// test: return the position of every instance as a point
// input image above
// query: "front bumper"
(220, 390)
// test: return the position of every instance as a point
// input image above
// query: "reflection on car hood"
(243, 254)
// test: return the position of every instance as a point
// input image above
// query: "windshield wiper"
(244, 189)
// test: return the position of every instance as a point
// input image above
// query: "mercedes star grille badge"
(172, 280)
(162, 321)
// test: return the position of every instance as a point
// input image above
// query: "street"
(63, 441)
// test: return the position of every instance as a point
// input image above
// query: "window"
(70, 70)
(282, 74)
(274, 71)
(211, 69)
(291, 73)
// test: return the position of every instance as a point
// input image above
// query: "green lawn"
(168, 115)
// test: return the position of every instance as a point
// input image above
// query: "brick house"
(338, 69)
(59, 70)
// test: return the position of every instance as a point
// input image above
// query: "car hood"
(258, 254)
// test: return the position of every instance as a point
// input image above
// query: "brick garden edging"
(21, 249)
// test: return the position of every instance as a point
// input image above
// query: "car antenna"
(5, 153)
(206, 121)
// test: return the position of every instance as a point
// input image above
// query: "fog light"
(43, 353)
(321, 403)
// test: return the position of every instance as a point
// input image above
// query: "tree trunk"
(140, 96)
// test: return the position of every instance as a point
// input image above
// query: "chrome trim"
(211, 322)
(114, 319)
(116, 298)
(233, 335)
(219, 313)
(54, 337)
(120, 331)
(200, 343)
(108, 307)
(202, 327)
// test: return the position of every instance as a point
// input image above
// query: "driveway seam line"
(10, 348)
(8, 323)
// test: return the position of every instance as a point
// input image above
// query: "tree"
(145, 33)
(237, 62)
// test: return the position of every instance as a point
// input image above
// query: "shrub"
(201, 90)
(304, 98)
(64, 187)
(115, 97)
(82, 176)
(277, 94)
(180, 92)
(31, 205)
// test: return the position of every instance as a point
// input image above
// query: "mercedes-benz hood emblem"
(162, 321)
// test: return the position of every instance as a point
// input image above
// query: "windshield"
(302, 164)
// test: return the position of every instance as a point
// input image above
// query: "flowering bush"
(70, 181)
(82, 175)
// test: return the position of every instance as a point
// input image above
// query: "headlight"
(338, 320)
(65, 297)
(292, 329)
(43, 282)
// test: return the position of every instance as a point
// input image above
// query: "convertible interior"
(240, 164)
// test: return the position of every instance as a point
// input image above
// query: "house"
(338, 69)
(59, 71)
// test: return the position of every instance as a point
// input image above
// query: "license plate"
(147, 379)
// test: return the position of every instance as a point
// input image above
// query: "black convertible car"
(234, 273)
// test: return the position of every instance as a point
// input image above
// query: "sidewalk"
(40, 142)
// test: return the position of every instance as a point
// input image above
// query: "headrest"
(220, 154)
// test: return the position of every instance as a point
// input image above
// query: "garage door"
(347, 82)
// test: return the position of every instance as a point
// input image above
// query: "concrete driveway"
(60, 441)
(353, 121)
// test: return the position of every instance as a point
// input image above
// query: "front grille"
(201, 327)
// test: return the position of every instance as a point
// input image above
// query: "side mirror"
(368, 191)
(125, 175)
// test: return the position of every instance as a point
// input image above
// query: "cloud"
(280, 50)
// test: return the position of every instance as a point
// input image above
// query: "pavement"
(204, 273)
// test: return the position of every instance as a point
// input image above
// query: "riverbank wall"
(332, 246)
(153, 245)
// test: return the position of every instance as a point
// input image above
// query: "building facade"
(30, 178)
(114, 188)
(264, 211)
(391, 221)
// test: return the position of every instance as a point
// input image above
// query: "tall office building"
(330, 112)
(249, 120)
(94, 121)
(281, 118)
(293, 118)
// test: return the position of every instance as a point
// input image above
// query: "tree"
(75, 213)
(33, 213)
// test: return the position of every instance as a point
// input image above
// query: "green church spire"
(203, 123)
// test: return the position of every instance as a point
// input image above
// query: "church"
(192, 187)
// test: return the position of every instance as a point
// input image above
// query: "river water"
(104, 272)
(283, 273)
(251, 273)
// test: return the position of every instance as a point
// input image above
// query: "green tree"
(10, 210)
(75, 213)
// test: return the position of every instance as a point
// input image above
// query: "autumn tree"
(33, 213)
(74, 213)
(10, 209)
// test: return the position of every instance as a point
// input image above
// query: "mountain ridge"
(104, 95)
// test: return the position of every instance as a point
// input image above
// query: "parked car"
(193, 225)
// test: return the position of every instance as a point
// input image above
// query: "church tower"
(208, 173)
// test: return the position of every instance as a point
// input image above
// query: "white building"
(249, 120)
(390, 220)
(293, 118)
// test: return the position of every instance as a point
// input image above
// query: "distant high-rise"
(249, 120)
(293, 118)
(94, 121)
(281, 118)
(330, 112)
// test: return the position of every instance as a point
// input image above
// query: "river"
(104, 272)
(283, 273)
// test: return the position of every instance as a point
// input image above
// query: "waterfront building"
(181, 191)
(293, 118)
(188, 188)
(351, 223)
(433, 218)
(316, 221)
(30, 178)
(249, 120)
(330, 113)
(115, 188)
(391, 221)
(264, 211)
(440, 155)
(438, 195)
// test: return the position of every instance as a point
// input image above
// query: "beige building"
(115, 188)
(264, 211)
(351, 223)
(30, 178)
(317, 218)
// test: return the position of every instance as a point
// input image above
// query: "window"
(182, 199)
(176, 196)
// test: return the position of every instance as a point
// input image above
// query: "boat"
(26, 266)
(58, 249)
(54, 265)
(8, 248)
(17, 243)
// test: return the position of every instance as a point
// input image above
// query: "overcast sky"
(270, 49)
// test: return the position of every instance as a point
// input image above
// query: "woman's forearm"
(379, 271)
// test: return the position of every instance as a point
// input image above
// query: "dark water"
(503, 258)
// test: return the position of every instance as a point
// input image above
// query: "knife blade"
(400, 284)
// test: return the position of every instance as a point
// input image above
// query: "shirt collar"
• • •
> _STATED GOAL_:
Return the entries in full, keeping every line exactly as it is.

> _RESULT BELOW_:
// test: return the position of every instance as a point
// input image above
// query: "front bumper"
(220, 390)
// test: return the position of every instance as a point
// input image above
// query: "reflection on car hood"
(243, 254)
// test: return the position of every instance as a point
// input image above
// query: "windshield wiper"
(244, 189)
// test: return the position of every instance as a point
// input image above
// query: "mercedes star grille badge"
(172, 280)
(162, 321)
// test: return the position of every instance as a point
// input image above
// query: "street"
(63, 441)
// test: return the position of every instance as a point
// input image above
// query: "window"
(70, 70)
(282, 74)
(274, 71)
(211, 69)
(291, 73)
// test: return the position of every instance as a point
// input image above
// query: "green lawn"
(168, 115)
// test: return the position of every instance as a point
// input image above
// query: "brick house"
(338, 69)
(59, 70)
// test: return the position of every instance as a point
// input image above
// query: "car hood"
(258, 254)
// test: return the position of every instance as a point
// input image above
// query: "brick garden edging"
(21, 249)
// test: return the position of every instance as a point
// input image above
// query: "car antenna"
(5, 153)
(206, 121)
// test: return the position of every instance as a point
// input image above
// query: "fog light"
(43, 353)
(321, 403)
// test: return the position of every instance as a point
// input image above
// query: "tree trunk"
(140, 96)
// test: return the position of every instance as a point
// input image above
// query: "chrome trim"
(211, 322)
(114, 319)
(116, 298)
(233, 335)
(219, 313)
(54, 337)
(120, 331)
(200, 343)
(108, 307)
(202, 327)
// test: return the position of every instance as a point
// input image above
// query: "driveway seam line"
(10, 348)
(8, 323)
// test: return the position of every instance as a point
// input image above
// query: "tree"
(145, 33)
(237, 62)
// test: return the position of every instance as a point
// input image above
// query: "shrub"
(201, 90)
(304, 98)
(64, 187)
(115, 97)
(82, 176)
(277, 94)
(180, 92)
(31, 205)
// test: return the position of every instance as a point
// input image above
// query: "mercedes-benz hood emblem"
(162, 321)
// test: return the position of every instance as a point
// input image above
// query: "windshield"
(302, 164)
// test: return the position of every instance as a point
// input image above
// query: "flowering bush"
(70, 181)
(82, 175)
// test: return the position of every instance as a point
// input image above
// query: "headlight"
(338, 320)
(65, 297)
(292, 329)
(43, 282)
// test: return the position of every instance as a point
// input image above
// query: "convertible interior"
(240, 164)
// test: return the position of every instance as a point
// input image above
// query: "house"
(338, 69)
(59, 71)
// test: return the position of every instance as a point
// input image above
// query: "license plate"
(147, 379)
// test: return the position of every instance as a point
// input image above
// query: "black convertible car"
(234, 273)
// test: return the position of every instance as a point
// input image above
// query: "sidewalk"
(40, 142)
// test: return the position of every instance as a point
// input image above
// query: "headrest"
(220, 154)
// test: return the position of every instance as a point
// input image above
// query: "garage door"
(347, 82)
// test: return the position of every instance as a point
// input image above
// query: "concrete driveway"
(60, 441)
(353, 121)
// test: return the position of every instance as a point
// input image above
// query: "front grille"
(201, 327)
// test: return the position of every instance as a point
// input image above
// query: "side mirror"
(368, 191)
(125, 175)
// test: return the position of every instance as a point
// input image above
// query: "cloud"
(280, 50)
// test: return the position of every instance as a point
// input image above
// query: "pavement"
(204, 273)
// test: return the position of every instance as a point
// input image above
// query: "riverbank wall"
(332, 246)
(153, 245)
// test: return the position of every instance as a point
// input image above
// query: "building facade"
(30, 178)
(114, 188)
(264, 211)
(391, 221)
// test: return the position of every instance as a point
// input image above
// query: "tall office building"
(330, 112)
(249, 120)
(94, 121)
(281, 118)
(293, 118)
// test: return the position of every instance as a point
// input image above
// query: "tree"
(75, 213)
(33, 213)
// test: return the position of every instance as a point
// input image above
// query: "green church spire"
(203, 123)
// test: return the position of every instance as a point
// input image above
// query: "church"
(192, 187)
// test: return the position of every instance as a point
// input image above
// query: "river water"
(104, 272)
(283, 273)
(251, 273)
// test: return the position of every instance as a point
// input image above
// query: "green tree"
(10, 210)
(75, 213)
// test: return the position of every instance as a point
// input image above
// query: "autumn tree"
(33, 213)
(74, 213)
(10, 209)
// test: return the position of every instance as a point
// input image above
// query: "mountain ridge"
(104, 95)
// test: return the position of every instance as a point
// input image above
// query: "parked car"
(193, 225)
// test: return the position of every instance as a point
// input image above
// query: "church tower"
(208, 173)
// test: return the position of every instance as a point
// input image above
// query: "white building"
(249, 120)
(390, 220)
(293, 118)
// test: return the position of every instance as a point
// input image above
// query: "distant high-rise"
(249, 120)
(293, 118)
(94, 121)
(281, 118)
(330, 112)
// test: return the position of every instance as a point
// input image above
// query: "river"
(104, 272)
(283, 273)
// test: return the position of every instance as a point
// input image above
// query: "waterfront building"
(181, 191)
(293, 118)
(188, 188)
(351, 223)
(433, 218)
(316, 221)
(30, 178)
(249, 120)
(330, 113)
(115, 188)
(391, 221)
(264, 211)
(440, 155)
(438, 195)
// test: return the position of every instance as a point
// input image above
// query: "beige building"
(115, 188)
(264, 211)
(351, 223)
(30, 178)
(317, 218)
// test: return the position of every instance as a point
// input image above
// query: "window"
(182, 199)
(176, 196)
// test: return the position of every instance as a point
// input image above
// query: "boat"
(26, 266)
(58, 249)
(54, 265)
(8, 248)
(17, 243)
// test: return the position of every instance as a point
// input image above
// query: "overcast sky"
(270, 49)
// test: return the position of every instance as a point
// input image above
// query: "woman's forearm"
(379, 271)
// test: return the position of every instance as a point
// input image above
// query: "dark water"
(503, 258)
// test: return the position of every instance as a point
// input image above
// query: "knife blade"
(400, 284)
// test: return the position of every instance as a point
// input image above
// query: "shirt collar"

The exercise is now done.